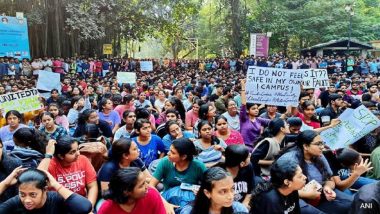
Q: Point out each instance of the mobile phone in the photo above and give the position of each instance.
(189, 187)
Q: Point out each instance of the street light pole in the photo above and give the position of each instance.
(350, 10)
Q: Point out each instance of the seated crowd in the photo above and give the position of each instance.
...
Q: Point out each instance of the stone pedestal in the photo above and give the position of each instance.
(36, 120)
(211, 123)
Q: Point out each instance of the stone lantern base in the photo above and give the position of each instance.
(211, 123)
--
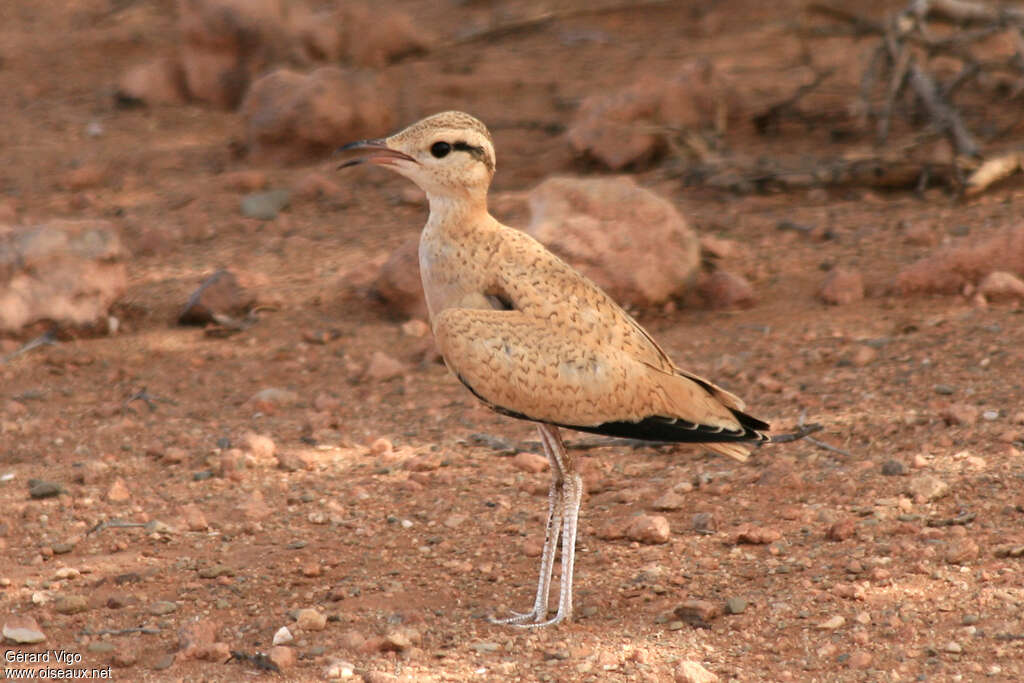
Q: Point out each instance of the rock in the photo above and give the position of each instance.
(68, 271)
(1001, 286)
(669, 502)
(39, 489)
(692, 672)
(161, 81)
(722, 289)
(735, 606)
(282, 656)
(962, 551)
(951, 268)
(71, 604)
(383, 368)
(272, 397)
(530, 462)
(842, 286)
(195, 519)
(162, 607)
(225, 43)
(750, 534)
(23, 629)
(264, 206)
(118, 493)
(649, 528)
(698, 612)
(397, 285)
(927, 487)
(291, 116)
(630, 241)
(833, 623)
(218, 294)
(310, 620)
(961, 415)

Directions =>
Update the items from the line with "Q: Point out each instance of the mobile" up to and including the line with "Q: Point out each instance of the seated" by replacing "street light pole" with "lamp post" and leaving everything else unchanged. Give back only those lines.

Response below =>
Q: Point out each instance of the mobile phone in the photo above and give the position of each instance.
(189, 187)
Q: Point out each instance of the lamp post in the photo above and give the position of each instance.
(350, 10)
Q: Point out each instance of the seated crowd in the photo above and give the position of each instance.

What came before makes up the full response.